__ЗАДАНИЕ__. Выпишите целиком и без изменений текст ниже об аль-Манфалути и арабском сентиментализме.

::: ТЕКСТ ДЛЯ ЧТЕНИЯ

Уже самый выбор произведений для перевода свидетельствует о литературных вкусах аль-Манфалути: все это истории крайне чувствительные или такие, в которых сентиментальную струю легко усилить (так, например, в «Сирано» его больше всего привлекает «яркое изображение самопожертвования — добродетели, которая является источником всех человеческих достоинств»). К тому же, как истинный просветитель, он постоянно подчеркивает назидательную, морализаторскую сторону переводимых им произведений, иногда интерпретируя их идеи по-своему, в духе более злободневном для Египта начала XX века.

Говоря об аль-Манфалути как об одном из основоположников арабского сентиментализма, мы не имеем в виду, что именно он внес в арабскую литературу элемент чувствительности. Ведь чувствительные излияния, жалобы на сердечные страдания, слезы, вздохи — все это было присуще арабской классике (особенно поэзии) с древнейших времен, даже превратилось постепенно в своего рода внешний «стандарт чувствительности», сохраненный и поборниками классицизма в новое время. Заслуга аль-Манфалути в том, что в его творчестве традиционная чувствительность наполнилась искренним чувством, гуманистическим смыслом, ибо превратилась в сопереживание, способность «уязвляться» страданиями обездоленных.

::::::
::: СОБРАННЫЕ ДАННЫЕ

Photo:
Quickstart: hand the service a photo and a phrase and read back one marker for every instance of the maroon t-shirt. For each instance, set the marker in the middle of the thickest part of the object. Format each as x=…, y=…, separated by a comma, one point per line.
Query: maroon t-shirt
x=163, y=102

::::::

__ОЖИДАЕМЫЙ ОТВЕТ__.
Уже самый выбор произведений для перевода свидетельствует о литературных вкусах аль-Манфалути: все это истории крайне чувствительные или такие, в которых сентиментальную струю легко усилить (так, например, в «Сирано» его больше всего привлекает «яркое изображение самопожертвования — добродетели, которая является источником всех человеческих достоинств»). К тому же, как истинный просветитель, он постоянно подчеркивает назидательную, морализаторскую сторону переводимых им произведений, иногда интерпретируя их идеи по-своему, в духе более злободневном для Египта начала XX века.

Говоря об аль-Манфалути как об одном из основоположников арабского сентиментализма, мы не имеем в виду, что именно он внес в арабскую литературу элемент чувствительности. Ведь чувствительные излияния, жалобы на сердечные страдания, слезы, вздохи — все это было присуще арабской классике (особенно поэзии) с древнейших времен, даже превратилось постепенно в своего рода внешний «стандарт чувствительности», сохраненный и поборниками классицизма в новое время. Заслуга аль-Манфалути в том, что в его творчестве традиционная чувствительность наполнилась искренним чувством, гуманистическим смыслом, ибо превратилась в сопереживание, способность «уязвляться» страданиями обездоленных.